**TASK STATEMENT:** Extract each line from the entries below that contains the string "side", treating uppercase and lowercase as different.

**EXCERPTED RECORDS:**

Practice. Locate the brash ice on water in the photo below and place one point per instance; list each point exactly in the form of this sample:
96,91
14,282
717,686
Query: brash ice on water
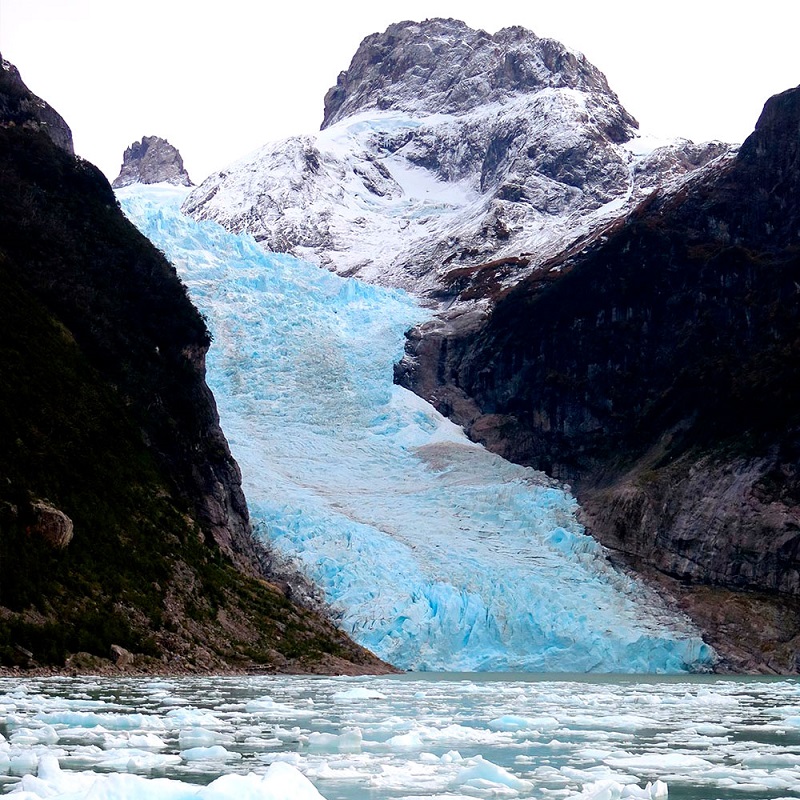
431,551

--

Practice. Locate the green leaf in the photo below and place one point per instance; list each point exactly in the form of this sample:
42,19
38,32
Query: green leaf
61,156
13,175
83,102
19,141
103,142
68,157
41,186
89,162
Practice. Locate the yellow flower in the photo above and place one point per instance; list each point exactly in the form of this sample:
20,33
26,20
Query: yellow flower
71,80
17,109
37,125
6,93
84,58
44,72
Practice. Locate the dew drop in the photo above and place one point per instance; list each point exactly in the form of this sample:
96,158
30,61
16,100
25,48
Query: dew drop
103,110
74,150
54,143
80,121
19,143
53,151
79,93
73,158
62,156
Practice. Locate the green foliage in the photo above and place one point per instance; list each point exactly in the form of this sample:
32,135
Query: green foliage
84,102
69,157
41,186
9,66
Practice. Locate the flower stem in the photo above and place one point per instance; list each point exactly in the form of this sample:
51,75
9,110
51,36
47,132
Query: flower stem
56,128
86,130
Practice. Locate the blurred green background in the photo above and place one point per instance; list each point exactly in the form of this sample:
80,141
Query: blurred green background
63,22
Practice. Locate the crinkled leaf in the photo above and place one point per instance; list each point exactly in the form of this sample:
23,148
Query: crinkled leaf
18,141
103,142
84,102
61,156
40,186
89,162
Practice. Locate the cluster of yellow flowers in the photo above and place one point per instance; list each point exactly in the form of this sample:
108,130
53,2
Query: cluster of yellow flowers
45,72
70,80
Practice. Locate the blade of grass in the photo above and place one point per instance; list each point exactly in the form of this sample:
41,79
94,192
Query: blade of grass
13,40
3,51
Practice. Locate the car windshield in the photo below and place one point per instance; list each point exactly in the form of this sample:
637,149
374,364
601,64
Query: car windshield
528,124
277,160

==

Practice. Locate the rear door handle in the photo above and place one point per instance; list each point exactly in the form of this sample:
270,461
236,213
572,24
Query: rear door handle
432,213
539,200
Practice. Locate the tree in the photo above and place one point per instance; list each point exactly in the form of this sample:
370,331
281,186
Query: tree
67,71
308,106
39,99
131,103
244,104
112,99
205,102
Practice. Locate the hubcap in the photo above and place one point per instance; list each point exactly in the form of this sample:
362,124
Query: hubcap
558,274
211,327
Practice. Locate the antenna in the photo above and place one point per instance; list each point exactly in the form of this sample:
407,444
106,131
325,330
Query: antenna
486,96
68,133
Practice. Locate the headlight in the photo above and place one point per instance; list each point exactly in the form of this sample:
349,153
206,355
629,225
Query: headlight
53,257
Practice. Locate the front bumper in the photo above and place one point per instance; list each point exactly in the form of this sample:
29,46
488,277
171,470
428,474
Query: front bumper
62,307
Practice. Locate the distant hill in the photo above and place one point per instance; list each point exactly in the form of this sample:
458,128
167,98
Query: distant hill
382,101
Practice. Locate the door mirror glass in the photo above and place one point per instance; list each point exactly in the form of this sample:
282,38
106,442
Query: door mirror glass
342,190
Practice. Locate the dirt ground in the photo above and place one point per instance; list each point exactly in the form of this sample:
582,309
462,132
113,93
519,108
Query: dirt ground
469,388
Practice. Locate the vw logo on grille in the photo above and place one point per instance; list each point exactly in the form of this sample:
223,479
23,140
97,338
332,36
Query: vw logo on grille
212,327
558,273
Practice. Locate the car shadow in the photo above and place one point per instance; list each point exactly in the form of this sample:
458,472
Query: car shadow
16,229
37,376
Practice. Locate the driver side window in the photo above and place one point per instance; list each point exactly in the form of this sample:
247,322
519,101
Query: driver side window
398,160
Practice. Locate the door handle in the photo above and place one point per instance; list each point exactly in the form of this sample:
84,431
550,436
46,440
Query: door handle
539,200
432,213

**RESULT OF THE TASK:**
Practice. Locate the driver side window in the photo above and place one point per instance; list each point exactly in the form of this sample:
Query: driver side window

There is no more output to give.